── SELECTED EXCERPT ──
= Pre-election pendulum for the 2015 Queensland state election =

The following is a Mackerras pendulum prior to the 2015 Queensland state election.

"Very safe" seats require a swing of more than 20 points to change, "safe" seats 10–20 points to change, "fairly safe" seats 6–10 points, and "marginal" seats less than 6 points.

The following Mackerras pendulum worked by lining up all of the seats according to the percentage point margin post-election on a two-candidate-preferred basis. Following the 2012 election, Ray Hopper left the LNP to lead Katter's Australian Party while two further LNP MPs became independents (Carl Judge in the electorate of Yeerongpilly and Dr Alex Douglas in the electorate of Gaven), resulting in a total of 75 LNP seats, seven Labor seats, three Katter seats and four independent seats. By-elections in Redcliffe and Stafford saw Labor defeat the LNP, reducing the LNP to 73 seats with Labor on 9 seats.
───
◆ SET TASK 1 ◆
Find each line in the records below that contains the string "plaid", and copy those lines out. Case counts.
── DATASET ROWS ──
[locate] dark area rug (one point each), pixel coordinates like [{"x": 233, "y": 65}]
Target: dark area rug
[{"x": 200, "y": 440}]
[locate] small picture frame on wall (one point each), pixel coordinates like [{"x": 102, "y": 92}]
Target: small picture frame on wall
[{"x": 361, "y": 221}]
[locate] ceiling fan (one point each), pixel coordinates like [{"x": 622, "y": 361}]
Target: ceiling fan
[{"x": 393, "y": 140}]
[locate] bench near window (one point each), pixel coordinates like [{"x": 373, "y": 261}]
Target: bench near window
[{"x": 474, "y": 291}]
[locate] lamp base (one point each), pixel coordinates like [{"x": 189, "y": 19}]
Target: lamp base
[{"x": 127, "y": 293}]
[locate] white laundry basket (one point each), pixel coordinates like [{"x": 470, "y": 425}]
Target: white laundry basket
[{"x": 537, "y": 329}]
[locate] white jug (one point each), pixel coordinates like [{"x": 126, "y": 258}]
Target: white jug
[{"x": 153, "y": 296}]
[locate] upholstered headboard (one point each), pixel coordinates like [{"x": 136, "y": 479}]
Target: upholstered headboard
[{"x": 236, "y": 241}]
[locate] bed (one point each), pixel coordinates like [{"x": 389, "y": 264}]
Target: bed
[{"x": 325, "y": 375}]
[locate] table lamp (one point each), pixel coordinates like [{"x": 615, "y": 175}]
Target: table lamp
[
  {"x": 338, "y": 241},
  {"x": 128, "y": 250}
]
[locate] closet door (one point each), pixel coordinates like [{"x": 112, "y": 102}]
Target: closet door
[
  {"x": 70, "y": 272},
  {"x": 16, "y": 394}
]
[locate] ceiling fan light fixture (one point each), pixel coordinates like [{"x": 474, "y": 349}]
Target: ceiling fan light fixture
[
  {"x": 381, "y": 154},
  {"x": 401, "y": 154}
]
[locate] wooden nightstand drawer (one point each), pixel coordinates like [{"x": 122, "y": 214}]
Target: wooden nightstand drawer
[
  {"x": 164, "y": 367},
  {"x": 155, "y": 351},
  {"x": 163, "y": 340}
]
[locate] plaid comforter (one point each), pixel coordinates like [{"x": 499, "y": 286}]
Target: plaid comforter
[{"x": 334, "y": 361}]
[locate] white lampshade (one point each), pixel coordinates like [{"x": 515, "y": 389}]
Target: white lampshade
───
── DATASET ROWS ──
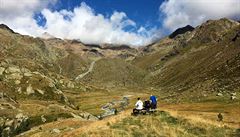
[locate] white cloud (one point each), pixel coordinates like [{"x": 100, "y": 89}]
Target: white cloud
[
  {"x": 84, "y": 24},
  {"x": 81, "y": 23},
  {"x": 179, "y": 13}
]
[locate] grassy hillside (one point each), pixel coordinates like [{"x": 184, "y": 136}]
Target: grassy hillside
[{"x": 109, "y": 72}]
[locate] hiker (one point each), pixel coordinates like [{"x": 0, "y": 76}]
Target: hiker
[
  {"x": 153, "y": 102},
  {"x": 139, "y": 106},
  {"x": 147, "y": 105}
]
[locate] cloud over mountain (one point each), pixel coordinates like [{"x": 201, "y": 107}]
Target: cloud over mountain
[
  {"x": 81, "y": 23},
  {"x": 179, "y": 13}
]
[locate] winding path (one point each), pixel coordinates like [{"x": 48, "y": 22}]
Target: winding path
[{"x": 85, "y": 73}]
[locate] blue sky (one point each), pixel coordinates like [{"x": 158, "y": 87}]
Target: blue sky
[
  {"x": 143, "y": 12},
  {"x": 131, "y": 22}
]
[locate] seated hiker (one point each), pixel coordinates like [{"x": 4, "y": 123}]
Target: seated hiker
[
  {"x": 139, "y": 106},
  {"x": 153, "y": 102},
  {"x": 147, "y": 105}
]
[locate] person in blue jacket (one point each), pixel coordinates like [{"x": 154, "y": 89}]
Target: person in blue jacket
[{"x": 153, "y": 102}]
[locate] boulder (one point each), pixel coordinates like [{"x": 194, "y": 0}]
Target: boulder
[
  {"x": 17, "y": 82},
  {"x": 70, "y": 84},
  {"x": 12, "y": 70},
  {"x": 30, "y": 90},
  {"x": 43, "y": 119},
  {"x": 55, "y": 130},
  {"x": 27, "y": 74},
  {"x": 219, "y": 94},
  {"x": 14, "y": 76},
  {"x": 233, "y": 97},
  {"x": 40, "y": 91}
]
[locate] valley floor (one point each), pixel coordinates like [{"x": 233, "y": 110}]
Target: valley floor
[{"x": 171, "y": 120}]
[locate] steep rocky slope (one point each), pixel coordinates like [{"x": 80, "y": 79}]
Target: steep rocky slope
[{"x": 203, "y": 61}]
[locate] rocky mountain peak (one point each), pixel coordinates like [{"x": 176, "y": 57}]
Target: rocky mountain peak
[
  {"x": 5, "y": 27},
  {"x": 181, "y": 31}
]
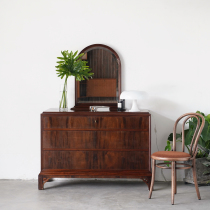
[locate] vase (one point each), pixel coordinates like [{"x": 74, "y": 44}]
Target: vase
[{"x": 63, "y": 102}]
───
── DATASET ROWS ──
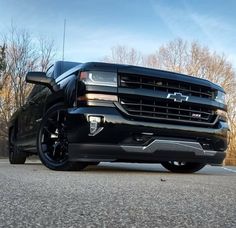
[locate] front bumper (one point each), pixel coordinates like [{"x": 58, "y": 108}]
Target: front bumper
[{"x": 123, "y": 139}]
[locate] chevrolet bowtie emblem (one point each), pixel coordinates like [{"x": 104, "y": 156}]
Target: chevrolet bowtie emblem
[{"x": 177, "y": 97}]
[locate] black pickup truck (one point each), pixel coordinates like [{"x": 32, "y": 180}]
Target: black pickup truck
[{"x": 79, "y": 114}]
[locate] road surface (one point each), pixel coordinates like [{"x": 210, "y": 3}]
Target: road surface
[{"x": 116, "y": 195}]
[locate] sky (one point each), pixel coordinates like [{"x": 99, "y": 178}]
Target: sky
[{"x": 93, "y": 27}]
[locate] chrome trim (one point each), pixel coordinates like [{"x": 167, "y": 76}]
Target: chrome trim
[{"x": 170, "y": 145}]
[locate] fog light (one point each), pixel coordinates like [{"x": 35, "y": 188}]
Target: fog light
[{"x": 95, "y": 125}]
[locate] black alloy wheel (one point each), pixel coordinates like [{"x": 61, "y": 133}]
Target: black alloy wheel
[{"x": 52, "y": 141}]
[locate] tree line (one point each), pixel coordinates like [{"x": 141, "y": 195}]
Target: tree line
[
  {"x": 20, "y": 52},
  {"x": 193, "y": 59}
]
───
◆ SET TASK 2 ◆
Reproduce the entire text on the 2015 Queensland election pendulum above, word for word.

◆ EXERCISE ANSWER 1 ◆
[locate] plaid comforter (one point each), pixel coordinates like [{"x": 499, "y": 286}]
Target: plaid comforter

◆ EXERCISE ANSWER 2 ◆
= Pre-election pendulum for the 2015 Queensland state election =

The following is a Mackerras pendulum prior to the 2015 Queensland state election.

"Very safe" seats require a swing of more than 20 points to change, "safe" seats 10–20 points to change, "fairly safe" seats 6–10 points, and "marginal" seats less than 6 points.

The following Mackerras pendulum worked by lining up all of the seats according to the percentage point margin post-election on a two-candidate-preferred basis. Following the 2012 election, Ray Hopper left the LNP to lead Katter's Australian Party while two further LNP MPs became independents (Carl Judge in the electorate of Yeerongpilly and Dr Alex Douglas in the electorate of Gaven), resulting in a total of 75 LNP seats, seven Labor seats, three Katter seats and four independent seats. By-elections in Redcliffe and Stafford saw Labor defeat the LNP, reducing the LNP to 73 seats with Labor on 9 seats.